### PROBLEM
Select and copy every line of the records below that contains the word "flower", treating uppercase and lowercase letters as distinct.

# Start of DATA PROVIDED

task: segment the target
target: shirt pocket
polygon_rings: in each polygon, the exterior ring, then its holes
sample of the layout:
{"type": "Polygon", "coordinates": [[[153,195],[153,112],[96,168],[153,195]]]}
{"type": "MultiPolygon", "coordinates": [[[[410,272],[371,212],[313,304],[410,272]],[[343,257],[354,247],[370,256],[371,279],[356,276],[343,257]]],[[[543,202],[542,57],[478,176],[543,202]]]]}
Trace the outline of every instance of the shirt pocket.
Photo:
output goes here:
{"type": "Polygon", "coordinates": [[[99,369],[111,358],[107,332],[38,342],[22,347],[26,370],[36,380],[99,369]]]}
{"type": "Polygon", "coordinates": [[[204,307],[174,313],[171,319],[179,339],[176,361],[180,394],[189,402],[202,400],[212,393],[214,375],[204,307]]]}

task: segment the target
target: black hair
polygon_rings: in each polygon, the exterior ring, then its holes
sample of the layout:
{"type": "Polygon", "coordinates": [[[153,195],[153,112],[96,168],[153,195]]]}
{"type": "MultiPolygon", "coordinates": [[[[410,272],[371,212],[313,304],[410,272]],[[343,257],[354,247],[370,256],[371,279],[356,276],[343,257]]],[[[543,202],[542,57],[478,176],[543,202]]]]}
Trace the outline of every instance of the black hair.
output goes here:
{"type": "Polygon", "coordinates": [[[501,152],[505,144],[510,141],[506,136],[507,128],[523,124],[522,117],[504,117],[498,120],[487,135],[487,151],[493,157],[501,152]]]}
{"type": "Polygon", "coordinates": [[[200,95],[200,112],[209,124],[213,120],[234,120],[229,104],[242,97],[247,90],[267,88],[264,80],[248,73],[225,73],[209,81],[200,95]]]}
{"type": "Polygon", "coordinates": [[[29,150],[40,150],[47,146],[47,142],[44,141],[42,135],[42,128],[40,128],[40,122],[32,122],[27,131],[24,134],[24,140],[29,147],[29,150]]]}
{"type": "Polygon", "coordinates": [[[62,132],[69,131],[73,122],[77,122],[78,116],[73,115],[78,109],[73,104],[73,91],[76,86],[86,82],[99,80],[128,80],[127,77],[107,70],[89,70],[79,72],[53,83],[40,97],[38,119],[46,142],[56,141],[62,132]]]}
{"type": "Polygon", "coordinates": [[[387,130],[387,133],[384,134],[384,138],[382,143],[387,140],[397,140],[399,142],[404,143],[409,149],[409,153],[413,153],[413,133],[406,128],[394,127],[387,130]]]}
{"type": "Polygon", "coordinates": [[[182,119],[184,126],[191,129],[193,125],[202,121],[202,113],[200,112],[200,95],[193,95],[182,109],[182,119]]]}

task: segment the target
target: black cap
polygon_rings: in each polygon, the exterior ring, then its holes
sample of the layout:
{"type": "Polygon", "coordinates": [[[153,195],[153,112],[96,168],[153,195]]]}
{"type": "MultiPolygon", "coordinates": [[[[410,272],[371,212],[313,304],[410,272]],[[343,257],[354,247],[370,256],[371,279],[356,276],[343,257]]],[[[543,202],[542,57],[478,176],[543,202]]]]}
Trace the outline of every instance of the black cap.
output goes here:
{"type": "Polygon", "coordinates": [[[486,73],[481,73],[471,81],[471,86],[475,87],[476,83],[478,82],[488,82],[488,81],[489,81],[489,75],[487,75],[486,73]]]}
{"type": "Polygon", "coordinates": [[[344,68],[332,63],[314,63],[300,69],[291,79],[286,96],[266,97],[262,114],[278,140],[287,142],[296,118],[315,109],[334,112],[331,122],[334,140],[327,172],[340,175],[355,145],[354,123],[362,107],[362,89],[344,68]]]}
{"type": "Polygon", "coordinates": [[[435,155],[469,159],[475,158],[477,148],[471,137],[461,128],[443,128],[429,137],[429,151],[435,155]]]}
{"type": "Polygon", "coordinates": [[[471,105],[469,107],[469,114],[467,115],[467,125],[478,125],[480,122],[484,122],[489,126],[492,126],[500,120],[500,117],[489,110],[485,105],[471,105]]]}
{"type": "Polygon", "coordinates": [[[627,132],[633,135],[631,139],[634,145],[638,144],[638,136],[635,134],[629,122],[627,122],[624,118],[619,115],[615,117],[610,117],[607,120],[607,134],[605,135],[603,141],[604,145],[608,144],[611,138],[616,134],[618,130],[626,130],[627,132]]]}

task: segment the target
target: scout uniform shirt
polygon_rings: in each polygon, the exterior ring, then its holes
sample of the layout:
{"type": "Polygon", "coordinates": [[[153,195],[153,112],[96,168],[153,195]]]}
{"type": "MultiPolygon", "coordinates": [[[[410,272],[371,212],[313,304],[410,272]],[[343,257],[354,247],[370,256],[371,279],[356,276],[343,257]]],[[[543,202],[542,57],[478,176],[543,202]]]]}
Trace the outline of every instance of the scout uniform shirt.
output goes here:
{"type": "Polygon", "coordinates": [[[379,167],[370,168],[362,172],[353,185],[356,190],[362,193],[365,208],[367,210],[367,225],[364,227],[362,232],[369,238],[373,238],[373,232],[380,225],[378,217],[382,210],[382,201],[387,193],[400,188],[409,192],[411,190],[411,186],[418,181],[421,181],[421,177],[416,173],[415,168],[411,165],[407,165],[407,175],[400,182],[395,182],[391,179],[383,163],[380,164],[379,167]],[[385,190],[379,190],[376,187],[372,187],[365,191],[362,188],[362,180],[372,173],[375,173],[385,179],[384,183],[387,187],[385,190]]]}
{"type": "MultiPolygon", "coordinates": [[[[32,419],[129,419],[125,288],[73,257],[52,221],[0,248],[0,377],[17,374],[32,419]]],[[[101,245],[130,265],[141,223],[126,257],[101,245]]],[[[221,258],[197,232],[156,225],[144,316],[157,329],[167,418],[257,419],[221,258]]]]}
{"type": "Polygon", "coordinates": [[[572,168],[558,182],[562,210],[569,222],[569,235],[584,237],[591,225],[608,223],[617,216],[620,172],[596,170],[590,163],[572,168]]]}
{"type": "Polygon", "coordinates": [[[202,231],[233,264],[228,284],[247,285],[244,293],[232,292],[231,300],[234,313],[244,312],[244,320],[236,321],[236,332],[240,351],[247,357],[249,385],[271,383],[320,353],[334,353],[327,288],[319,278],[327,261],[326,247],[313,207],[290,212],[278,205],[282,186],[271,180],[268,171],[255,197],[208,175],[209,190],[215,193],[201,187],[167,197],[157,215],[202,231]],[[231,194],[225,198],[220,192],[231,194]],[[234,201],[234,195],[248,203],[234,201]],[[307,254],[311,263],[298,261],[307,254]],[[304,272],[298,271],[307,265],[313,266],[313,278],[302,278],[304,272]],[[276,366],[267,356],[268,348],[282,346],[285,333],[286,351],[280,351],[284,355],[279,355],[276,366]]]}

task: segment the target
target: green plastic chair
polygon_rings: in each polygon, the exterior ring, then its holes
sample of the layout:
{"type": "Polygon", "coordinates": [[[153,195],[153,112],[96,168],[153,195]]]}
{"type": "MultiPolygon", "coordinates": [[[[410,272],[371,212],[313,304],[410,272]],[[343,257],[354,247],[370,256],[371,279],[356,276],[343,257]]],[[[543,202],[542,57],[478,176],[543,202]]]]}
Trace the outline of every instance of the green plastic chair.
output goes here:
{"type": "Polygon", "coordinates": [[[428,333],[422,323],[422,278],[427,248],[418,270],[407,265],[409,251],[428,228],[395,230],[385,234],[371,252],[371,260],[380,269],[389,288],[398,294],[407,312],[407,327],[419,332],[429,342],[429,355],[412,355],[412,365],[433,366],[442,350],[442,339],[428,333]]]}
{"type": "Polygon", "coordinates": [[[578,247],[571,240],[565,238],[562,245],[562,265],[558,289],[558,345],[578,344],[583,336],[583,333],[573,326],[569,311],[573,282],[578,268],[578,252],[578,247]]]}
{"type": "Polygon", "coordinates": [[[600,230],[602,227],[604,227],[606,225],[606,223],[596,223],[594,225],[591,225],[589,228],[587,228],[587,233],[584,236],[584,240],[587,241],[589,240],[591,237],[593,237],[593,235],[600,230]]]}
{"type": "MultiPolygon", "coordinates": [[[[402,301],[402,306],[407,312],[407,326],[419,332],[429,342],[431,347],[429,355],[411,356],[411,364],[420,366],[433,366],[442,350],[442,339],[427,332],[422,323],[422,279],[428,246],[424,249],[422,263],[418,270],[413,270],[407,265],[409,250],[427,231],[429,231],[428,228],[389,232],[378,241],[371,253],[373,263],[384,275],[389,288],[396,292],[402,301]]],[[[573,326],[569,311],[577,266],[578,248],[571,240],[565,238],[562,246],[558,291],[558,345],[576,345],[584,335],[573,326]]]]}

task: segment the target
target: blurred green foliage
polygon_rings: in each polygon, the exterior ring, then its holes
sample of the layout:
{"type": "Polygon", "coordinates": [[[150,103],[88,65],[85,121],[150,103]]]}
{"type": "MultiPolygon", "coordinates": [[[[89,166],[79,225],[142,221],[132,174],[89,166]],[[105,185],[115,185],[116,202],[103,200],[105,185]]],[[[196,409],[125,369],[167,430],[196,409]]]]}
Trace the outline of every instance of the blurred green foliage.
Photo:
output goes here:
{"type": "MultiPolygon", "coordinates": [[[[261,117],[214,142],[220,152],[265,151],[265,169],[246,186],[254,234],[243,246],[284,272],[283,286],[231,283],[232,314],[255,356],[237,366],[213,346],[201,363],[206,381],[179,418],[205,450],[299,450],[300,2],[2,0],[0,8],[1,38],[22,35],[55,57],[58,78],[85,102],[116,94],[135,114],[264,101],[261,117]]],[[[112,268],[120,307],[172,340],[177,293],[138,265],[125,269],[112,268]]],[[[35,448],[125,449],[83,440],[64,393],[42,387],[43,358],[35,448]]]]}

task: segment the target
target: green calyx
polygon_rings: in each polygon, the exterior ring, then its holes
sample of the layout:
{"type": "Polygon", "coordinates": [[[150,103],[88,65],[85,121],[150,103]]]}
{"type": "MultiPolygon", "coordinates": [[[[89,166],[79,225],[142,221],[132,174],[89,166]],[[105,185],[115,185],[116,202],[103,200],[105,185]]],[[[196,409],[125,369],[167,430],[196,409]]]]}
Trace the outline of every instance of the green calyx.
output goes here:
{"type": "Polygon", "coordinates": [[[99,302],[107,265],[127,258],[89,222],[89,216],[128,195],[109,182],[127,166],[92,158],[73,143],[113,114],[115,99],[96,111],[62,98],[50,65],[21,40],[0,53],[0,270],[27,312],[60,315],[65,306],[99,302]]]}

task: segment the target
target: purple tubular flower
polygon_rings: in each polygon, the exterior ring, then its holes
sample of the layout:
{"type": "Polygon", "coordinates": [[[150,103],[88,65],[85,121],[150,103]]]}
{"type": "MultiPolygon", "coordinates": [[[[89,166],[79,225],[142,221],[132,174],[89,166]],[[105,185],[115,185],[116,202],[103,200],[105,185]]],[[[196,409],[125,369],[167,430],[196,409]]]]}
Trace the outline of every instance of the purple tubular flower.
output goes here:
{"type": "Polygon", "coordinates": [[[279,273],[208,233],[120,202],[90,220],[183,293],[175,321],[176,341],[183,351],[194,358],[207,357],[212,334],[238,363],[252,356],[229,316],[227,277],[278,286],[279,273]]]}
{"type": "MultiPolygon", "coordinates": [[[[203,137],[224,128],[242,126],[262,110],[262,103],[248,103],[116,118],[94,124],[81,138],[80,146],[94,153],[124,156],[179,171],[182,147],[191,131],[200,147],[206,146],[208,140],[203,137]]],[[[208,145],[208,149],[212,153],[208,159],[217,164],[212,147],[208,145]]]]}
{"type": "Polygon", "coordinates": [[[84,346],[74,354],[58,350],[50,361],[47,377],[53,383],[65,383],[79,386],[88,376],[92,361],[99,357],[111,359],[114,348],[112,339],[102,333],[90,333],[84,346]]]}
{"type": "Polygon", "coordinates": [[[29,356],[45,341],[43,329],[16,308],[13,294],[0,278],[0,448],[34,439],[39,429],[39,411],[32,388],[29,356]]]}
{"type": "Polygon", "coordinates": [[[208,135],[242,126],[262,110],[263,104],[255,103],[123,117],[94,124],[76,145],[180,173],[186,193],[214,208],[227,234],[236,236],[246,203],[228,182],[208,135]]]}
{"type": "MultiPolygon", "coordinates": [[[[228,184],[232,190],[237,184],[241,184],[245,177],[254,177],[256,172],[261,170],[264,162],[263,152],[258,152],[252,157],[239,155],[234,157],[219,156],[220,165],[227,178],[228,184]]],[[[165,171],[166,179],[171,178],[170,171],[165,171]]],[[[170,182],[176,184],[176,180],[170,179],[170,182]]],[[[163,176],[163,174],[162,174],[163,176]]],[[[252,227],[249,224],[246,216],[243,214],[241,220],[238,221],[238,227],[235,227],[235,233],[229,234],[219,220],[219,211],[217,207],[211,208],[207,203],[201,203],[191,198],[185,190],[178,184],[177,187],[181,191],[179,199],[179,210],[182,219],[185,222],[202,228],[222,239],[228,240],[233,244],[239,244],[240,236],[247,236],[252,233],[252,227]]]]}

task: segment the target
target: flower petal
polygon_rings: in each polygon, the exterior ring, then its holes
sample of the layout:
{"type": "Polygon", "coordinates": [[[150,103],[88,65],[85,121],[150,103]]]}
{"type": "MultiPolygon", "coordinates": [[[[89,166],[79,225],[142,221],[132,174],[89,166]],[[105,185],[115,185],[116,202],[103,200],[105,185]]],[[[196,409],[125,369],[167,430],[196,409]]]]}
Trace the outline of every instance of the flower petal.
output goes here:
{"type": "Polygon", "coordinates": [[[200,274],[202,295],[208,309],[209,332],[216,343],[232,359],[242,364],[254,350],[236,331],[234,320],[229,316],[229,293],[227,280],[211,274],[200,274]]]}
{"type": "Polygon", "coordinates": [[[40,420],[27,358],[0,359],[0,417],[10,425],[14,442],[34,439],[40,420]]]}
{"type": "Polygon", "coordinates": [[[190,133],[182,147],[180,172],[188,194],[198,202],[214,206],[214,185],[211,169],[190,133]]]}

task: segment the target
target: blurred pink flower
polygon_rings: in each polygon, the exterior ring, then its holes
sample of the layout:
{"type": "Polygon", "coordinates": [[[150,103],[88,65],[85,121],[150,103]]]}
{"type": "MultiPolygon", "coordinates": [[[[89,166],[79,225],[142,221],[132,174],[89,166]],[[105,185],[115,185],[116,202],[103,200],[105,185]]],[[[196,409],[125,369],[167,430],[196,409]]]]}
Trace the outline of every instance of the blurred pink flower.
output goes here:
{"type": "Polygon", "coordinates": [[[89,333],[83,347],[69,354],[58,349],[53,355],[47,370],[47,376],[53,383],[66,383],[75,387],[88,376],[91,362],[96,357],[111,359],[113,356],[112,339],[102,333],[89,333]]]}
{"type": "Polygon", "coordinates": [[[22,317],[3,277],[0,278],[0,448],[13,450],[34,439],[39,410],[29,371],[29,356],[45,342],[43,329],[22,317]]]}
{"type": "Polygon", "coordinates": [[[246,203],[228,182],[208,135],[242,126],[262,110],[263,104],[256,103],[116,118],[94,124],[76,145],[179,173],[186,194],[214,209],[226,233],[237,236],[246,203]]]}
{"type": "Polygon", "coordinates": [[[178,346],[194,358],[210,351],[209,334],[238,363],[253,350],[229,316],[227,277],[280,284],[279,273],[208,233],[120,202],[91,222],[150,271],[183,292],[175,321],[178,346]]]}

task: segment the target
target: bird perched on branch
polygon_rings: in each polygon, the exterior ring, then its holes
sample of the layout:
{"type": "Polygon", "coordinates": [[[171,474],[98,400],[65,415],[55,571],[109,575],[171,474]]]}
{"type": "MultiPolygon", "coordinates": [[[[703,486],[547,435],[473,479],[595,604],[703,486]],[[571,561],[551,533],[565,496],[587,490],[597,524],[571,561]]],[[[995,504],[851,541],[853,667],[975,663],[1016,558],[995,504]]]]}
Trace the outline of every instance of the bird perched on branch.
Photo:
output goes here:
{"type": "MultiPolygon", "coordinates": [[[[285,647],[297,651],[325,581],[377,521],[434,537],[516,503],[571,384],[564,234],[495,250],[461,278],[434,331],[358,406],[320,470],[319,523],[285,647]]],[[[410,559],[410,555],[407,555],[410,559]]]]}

# End of DATA PROVIDED

### TASK RESULT
target: purple tubular flower
Trace the outline of every instance of the purple tubular flower.
target: flower petal
Trace the outline of every instance of the flower petal.
target: blurred pink flower
Trace the outline of every instance of the blurred pink flower.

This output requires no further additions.